▶ _DOCUMENT SECTION_
The basic data types in a GIS reflects traditional data found on a map. Accordingly, GIS technology utilizes two basic types of data. These are :

Spatial data

describes the absolute and relative location of geographic features.

Attribute data

describes characteristics of the spatial features. These characteristics can be quantitative and/or qualitative in nature. Attribute data is often referred to as tabular data.

The coordinate location of a forestry stand would be spatial data, while the characteristics of that forestry stand, e.g. cover group, dominant species, crown closure, height, etc., would be attribute data. Other data types, in particular image and multimedia data, are becoming more prevalent with changing technology. Depending on the specific content of the data, image data may be considered either spatial, e.g. photographs, animation, movies, etc., or attribute, e.g. sound, descriptions, narration’s, etc.

Spatial Data Models

Traditionally spatial data has been stored and presented in the form of a map. Three basic types of spatial data models have evolved for storing geographic data digitally. These are referred to as :

Vector;
Raster; and
Image.

The following diagram reflects the two primary spatial data encoding techniques. These are vector and raster. Image data utilizes techniques very similar to raster data, however typically lacks the internal formats required for analysis and modeling of the data. Images reflects pictures or photographs of the landscape.

Vector Data Formats

All spatial data models are approaches for storing the spatial location of geographic features in a database. Vector storage implies the use of vectors (directional lines) to represent a geographic feature. Vector data is characterized by the use of sequential points or vertices to define a linear segment. Each vertex consists of an X coordinate and a Y coordinate.

Vector lines are often referred to as arcs and consist of a string of vertices terminated by a node. A node is defined as a vertex that starts or ends an arc segment. Point features are defined by one coordinate pair, a vertex. Polygonal features are defined by a set of closed coordinate pairs. In vector representation, the storage of the vertices for each feature is important, as well as the connectivity between features, e.g. the sharing of common vertices where features connect.

▶ _DATA LINES_
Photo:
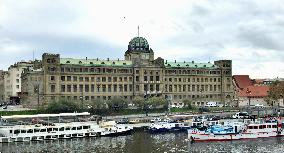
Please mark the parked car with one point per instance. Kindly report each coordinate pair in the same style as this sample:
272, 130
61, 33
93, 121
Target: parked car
259, 105
211, 104
241, 115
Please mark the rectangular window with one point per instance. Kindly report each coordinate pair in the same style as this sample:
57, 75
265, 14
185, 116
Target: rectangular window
62, 78
104, 88
68, 78
114, 79
98, 79
87, 88
52, 78
157, 87
109, 88
68, 88
92, 88
157, 78
103, 79
87, 79
52, 88
120, 88
74, 88
74, 78
81, 88
115, 88
145, 78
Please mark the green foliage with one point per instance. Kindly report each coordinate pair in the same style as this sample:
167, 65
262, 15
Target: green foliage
62, 106
117, 103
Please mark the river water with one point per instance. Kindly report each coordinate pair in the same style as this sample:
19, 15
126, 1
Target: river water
143, 142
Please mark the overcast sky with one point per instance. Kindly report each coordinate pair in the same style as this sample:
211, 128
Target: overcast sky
249, 32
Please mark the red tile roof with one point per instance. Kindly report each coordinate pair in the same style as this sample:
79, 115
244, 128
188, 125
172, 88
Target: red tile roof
242, 81
254, 91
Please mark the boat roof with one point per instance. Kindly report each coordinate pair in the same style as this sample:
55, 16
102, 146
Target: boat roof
45, 115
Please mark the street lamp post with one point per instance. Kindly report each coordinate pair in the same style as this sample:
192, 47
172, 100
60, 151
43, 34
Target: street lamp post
81, 98
37, 91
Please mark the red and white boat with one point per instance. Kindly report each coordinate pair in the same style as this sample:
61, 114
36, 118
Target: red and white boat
249, 131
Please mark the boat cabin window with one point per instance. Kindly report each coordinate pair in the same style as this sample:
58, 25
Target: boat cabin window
42, 130
79, 128
16, 131
36, 130
262, 127
86, 127
30, 131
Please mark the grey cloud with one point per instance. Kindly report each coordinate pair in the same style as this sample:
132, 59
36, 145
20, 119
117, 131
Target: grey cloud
261, 38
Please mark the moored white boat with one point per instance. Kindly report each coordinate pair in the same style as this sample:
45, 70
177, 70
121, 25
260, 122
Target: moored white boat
52, 131
250, 131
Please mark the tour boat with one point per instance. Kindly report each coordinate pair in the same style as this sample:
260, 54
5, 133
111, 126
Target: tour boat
38, 130
235, 132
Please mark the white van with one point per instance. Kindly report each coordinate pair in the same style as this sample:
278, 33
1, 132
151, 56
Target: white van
241, 115
211, 104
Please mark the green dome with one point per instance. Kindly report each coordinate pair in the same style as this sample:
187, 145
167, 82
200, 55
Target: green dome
139, 44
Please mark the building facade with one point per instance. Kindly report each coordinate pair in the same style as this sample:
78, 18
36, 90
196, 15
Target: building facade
139, 74
2, 89
12, 80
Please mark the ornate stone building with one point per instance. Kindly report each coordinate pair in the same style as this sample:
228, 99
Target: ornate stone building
139, 74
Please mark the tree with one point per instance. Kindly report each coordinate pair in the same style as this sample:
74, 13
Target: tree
276, 91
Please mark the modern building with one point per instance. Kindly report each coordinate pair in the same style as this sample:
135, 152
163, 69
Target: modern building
12, 80
139, 74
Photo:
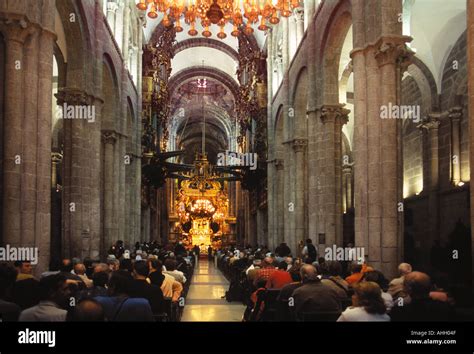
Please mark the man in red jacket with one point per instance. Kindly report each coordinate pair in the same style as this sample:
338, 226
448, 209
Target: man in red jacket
279, 278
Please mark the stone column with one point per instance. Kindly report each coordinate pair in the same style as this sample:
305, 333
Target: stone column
15, 34
298, 13
299, 147
455, 114
360, 149
379, 57
109, 139
392, 56
292, 43
271, 192
118, 30
431, 125
347, 180
470, 61
74, 173
333, 118
126, 35
27, 132
309, 9
111, 12
313, 128
279, 201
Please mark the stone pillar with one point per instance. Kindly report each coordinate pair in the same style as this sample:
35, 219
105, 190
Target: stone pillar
378, 62
313, 129
279, 201
15, 34
391, 56
271, 185
75, 174
431, 125
333, 118
347, 180
298, 13
299, 147
109, 139
360, 150
118, 30
309, 9
292, 41
111, 12
455, 114
470, 61
26, 137
126, 35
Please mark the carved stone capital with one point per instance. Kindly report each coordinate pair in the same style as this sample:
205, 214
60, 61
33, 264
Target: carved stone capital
455, 113
109, 137
334, 114
73, 96
347, 169
112, 6
393, 50
56, 157
298, 14
432, 121
16, 29
299, 144
279, 164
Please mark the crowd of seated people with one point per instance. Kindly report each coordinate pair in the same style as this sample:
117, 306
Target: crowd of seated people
146, 284
277, 286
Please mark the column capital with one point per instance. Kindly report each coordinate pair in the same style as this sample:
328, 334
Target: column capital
334, 113
109, 136
347, 168
455, 113
432, 121
56, 157
16, 29
393, 50
279, 165
298, 14
74, 96
299, 144
112, 6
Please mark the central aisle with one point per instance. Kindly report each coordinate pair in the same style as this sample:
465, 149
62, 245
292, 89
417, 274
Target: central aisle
204, 302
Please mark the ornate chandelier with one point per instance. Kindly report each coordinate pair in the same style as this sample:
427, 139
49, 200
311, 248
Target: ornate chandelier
202, 208
219, 12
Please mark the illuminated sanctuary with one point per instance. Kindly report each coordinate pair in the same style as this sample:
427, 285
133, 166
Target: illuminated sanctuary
342, 122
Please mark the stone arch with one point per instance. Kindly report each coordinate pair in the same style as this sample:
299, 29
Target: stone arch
453, 78
205, 42
110, 91
76, 33
300, 104
330, 55
204, 71
426, 82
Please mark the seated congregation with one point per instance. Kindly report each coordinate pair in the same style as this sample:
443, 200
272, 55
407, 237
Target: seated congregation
278, 287
149, 284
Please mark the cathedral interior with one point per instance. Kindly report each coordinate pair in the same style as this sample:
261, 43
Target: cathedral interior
240, 124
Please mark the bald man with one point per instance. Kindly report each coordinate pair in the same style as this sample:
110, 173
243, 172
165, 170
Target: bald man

▶ _WORK TO DO_
Please carry on the GIS data passage, picking up after its final sentence. You won't need the items for this.

▶ _EXERCISE OUTPUT_
Several different vector data models exist, however only two are commonly used in GIS data storage.

The most popular method of retaining spatial relationships among features is to explicitly record adjacency information in what is known as the topologic data model. Topology is a mathematical concept that has its basis in the principles of feature adjacency and connectivity.

The topologic data structure is often referred to as an intelligent data structure because spatial relationships between geographic features are easily derived when using them. Primarily for this reason the topologic model is the dominant vector data structure currently used in GIS technology. Many of the complex data analysis functions cannot effectively be undertaken without a topologic vector data structure. Topology is reviewed in greater detail later on in the book.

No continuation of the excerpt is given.